(Stored items)

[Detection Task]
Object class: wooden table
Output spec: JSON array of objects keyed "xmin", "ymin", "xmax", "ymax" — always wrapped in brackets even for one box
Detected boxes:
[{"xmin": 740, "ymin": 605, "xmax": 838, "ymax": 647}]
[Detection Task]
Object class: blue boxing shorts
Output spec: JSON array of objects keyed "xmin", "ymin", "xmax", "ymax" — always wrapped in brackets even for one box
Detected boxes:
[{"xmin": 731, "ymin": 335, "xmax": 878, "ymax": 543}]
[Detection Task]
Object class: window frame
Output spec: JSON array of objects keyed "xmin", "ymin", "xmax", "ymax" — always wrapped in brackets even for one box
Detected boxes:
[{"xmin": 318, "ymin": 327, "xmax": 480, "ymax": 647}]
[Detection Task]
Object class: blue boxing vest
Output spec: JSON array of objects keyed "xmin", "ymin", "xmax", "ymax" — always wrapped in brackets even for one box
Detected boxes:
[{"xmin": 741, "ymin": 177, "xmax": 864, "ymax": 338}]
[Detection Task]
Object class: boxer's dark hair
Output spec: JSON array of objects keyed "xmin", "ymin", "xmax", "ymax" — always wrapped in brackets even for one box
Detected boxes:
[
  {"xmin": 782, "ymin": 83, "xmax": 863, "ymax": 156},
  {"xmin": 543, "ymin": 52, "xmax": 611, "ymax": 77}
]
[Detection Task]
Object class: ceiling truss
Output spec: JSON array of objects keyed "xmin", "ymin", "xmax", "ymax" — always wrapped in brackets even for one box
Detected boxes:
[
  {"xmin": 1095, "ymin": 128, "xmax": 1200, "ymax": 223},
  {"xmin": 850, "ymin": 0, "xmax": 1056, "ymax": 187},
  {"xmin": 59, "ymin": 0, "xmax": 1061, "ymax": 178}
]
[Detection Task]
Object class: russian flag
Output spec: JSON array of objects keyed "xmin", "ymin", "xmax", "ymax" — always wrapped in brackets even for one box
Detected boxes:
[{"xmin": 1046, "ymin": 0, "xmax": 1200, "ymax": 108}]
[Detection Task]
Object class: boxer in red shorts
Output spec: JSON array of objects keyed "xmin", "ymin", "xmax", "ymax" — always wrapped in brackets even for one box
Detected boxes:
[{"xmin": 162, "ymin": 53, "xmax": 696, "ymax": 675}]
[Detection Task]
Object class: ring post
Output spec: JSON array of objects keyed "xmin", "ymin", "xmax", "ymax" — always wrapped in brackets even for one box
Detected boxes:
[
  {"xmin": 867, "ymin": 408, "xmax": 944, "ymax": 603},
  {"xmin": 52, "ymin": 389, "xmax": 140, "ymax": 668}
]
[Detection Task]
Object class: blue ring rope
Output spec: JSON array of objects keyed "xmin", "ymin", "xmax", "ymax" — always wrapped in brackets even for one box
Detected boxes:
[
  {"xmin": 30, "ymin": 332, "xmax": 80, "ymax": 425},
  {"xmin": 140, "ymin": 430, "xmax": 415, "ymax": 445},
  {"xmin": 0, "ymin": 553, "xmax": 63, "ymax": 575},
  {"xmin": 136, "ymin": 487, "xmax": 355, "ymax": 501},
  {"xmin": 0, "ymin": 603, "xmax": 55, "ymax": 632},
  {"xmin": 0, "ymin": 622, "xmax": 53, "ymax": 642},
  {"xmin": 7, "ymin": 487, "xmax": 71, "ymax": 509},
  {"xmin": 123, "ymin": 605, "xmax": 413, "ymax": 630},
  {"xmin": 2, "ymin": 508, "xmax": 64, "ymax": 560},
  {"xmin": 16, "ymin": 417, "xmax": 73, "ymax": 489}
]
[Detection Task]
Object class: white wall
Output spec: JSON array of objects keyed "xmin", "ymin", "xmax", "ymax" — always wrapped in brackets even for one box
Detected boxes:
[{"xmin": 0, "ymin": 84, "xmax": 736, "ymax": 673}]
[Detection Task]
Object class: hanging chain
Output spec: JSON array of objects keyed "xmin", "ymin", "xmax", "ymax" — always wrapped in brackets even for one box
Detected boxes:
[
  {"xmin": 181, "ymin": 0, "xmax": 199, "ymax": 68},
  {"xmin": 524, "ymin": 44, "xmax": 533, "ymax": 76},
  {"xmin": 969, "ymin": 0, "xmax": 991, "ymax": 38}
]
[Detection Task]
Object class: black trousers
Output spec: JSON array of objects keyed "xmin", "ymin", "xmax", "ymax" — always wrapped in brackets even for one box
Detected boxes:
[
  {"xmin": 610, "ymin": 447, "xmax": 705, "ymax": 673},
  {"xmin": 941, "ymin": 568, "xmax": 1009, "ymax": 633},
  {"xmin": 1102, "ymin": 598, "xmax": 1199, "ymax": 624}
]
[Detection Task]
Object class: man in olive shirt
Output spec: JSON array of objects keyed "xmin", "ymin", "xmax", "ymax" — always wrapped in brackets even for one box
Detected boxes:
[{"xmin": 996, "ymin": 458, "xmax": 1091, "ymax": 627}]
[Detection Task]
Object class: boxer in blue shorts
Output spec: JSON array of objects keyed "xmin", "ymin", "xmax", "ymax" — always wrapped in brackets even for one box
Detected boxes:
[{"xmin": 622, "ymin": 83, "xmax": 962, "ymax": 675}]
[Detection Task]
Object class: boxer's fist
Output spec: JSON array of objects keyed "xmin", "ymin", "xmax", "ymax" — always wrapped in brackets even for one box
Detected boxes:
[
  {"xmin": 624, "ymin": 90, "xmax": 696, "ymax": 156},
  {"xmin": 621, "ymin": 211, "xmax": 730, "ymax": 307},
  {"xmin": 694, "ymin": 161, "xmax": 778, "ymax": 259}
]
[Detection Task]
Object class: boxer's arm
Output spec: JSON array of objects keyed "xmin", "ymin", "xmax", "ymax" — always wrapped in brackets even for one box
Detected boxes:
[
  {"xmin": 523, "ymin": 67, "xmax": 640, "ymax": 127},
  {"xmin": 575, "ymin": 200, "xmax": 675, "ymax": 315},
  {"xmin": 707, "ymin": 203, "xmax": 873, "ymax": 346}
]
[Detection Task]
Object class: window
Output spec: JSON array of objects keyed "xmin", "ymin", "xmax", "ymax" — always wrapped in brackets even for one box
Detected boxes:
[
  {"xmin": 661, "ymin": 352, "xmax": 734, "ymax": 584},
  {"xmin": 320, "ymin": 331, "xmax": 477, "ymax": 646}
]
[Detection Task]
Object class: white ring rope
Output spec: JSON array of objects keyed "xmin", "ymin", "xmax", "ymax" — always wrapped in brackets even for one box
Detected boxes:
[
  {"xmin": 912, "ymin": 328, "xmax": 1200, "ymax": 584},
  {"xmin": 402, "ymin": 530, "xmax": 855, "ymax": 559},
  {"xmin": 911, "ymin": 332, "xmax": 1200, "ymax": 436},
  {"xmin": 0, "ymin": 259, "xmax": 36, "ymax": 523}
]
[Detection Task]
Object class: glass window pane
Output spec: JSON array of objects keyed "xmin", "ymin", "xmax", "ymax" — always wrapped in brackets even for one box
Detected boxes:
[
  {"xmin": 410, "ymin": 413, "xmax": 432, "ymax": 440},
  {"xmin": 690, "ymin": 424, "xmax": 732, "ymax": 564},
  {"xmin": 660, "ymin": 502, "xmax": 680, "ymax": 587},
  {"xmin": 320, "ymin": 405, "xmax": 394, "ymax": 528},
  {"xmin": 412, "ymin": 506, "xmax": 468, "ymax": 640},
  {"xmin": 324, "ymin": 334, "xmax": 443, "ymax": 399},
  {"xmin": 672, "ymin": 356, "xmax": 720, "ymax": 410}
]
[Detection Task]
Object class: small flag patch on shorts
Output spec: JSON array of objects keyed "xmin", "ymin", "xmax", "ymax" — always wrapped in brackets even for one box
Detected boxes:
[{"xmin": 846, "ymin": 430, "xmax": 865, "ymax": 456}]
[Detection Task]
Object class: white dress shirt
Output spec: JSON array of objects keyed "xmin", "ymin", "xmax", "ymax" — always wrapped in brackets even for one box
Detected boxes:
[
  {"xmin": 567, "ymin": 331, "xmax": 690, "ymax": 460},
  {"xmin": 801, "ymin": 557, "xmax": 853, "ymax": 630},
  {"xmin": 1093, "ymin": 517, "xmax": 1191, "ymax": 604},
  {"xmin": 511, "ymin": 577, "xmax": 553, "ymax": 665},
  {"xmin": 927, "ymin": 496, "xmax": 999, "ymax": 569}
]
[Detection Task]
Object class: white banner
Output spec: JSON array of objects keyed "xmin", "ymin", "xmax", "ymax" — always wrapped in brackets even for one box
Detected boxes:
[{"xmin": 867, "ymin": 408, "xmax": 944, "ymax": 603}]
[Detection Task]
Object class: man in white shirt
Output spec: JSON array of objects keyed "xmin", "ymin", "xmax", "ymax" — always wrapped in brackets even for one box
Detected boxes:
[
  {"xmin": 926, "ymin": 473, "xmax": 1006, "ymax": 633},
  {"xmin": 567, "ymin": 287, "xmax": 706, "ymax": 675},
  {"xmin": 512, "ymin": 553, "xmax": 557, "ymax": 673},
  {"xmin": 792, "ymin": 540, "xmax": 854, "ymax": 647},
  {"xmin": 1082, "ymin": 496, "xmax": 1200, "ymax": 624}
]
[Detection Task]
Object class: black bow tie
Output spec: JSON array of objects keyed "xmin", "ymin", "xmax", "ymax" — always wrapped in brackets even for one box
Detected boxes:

→ Exercise brief:
Output, exactly and in full, the lines from the start of the entries above through the line that contains "Object class: blue boxing vest".

→ Finished exercise:
[Detection Task]
Object class: wooden table
Output spec: JSON array of objects keyed "xmin", "ymin", "xmax", "ymax" — always wrapped in brackets even for one box
Detected boxes:
[{"xmin": 740, "ymin": 605, "xmax": 838, "ymax": 647}]
[Detection Task]
Object class: blue boxing shorts
Output spec: JSON array of objects keyed "xmin", "ymin", "xmax", "ymax" — always wrapped in brackets even for one box
Detected boxes:
[{"xmin": 731, "ymin": 335, "xmax": 878, "ymax": 543}]
[Detection Task]
Object class: window frame
Output spec: JSON array of objects keyed "xmin", "ymin", "xmax", "ymax" — always wrapped in brackets even for one box
Detected boxes:
[{"xmin": 318, "ymin": 327, "xmax": 480, "ymax": 647}]
[Detection Task]
Object class: blue boxing vest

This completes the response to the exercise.